▸ WHAT TO PRODUCE:
Pull out each line in the rows below that contains the string "chair" and copy every such line in full.

▸ MATERIALS PROVIDED:

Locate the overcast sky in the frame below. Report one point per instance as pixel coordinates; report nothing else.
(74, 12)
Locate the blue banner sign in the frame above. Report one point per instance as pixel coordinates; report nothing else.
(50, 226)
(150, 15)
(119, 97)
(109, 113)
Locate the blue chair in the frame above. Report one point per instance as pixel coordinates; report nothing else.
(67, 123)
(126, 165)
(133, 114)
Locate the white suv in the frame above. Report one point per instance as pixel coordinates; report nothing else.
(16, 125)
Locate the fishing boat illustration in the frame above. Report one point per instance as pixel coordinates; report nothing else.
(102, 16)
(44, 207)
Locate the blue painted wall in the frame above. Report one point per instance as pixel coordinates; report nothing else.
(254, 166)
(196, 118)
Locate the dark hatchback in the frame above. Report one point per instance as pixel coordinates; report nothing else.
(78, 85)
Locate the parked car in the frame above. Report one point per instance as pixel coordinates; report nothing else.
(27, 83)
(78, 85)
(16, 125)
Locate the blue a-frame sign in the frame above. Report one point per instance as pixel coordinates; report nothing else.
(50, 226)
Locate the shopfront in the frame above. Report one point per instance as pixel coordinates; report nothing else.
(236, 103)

--

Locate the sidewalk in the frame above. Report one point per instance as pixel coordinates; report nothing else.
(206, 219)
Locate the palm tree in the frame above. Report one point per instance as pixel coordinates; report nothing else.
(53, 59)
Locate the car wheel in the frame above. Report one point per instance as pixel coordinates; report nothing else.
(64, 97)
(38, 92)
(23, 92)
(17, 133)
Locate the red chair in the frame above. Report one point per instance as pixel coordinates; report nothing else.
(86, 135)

--

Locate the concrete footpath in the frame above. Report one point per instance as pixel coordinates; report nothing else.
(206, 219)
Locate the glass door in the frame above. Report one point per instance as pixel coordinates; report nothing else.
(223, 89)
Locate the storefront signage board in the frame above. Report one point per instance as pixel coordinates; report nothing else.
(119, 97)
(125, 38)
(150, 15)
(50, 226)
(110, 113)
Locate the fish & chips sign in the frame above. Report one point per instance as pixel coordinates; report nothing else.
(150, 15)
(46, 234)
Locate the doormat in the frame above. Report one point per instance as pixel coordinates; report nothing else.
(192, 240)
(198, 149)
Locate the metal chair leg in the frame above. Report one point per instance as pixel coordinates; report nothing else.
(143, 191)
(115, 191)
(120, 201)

▸ RESULT:
Locate the blue chair in the frame above. Report one point per instance as pixel coordinates; report nothing else.
Locate the red chair in the frame above. Report one point per instance as pixel coordinates; report nothing else.
Locate the metal chair leg in the frame above. Report one point per instance as pixel coordinates; report nothing else.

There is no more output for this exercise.